§ **Listed entries**:
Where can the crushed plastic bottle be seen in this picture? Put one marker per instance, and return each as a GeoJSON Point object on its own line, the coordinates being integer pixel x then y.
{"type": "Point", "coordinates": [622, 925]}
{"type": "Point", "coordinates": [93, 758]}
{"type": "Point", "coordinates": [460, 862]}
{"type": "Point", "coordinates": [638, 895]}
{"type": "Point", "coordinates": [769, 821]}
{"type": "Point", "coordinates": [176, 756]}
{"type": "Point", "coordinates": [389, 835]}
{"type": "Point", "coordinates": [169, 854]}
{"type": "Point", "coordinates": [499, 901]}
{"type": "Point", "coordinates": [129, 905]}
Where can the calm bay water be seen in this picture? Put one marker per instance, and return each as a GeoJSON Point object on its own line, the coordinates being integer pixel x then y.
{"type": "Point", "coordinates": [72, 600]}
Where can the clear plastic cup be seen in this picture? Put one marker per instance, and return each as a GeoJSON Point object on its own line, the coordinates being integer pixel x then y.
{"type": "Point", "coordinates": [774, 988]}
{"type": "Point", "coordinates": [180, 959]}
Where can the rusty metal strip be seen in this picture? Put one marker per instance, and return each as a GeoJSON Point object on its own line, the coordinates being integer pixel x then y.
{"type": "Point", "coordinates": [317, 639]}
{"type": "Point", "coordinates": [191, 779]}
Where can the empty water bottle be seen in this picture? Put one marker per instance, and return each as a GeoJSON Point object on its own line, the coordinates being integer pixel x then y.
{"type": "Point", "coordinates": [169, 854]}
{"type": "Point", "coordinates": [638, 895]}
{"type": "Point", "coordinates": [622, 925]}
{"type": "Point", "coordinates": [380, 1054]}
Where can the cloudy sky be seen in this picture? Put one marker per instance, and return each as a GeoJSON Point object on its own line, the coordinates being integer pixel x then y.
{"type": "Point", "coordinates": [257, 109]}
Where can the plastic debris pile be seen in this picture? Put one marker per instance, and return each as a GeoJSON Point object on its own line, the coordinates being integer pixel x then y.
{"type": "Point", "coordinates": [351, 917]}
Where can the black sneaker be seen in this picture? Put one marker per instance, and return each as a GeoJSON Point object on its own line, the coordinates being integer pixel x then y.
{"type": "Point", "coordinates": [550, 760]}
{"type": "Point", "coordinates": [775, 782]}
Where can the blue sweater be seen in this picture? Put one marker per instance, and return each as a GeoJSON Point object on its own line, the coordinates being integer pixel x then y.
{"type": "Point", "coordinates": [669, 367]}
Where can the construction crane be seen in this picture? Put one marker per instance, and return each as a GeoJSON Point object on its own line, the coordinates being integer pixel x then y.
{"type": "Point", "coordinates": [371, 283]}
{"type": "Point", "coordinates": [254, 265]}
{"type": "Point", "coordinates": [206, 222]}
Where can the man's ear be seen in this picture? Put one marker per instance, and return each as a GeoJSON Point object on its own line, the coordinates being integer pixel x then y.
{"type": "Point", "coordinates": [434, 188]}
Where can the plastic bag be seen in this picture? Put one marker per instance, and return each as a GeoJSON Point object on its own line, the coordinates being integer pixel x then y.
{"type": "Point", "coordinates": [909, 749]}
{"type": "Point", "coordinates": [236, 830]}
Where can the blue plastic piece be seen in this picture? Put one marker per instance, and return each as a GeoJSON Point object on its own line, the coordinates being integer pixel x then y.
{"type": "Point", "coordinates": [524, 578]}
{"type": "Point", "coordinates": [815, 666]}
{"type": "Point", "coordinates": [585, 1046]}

§ **Set task**:
Copy, character for character, the lines from the line that holds "Where can the man's" through the final line of the records above.

§ **Answer to the problem**:
Where can the man's ear be seen in this picture? Put one marker per instance, and return each as a GeoJSON Point object on its own line, the coordinates being integer pixel x then y.
{"type": "Point", "coordinates": [434, 188]}
Where can the plastic bag be seen in this picture? Put one marker per instance, and return each as a GeoJSON Point object on its own line, the coordinates being integer pixel x then y.
{"type": "Point", "coordinates": [909, 749]}
{"type": "Point", "coordinates": [236, 830]}
Where can the blue plastic piece be seen in this picture? Put one marker per instance, and return each as a GeoJSON Point object on its own line, the coordinates being integer pixel x then y.
{"type": "Point", "coordinates": [524, 578]}
{"type": "Point", "coordinates": [815, 666]}
{"type": "Point", "coordinates": [585, 1046]}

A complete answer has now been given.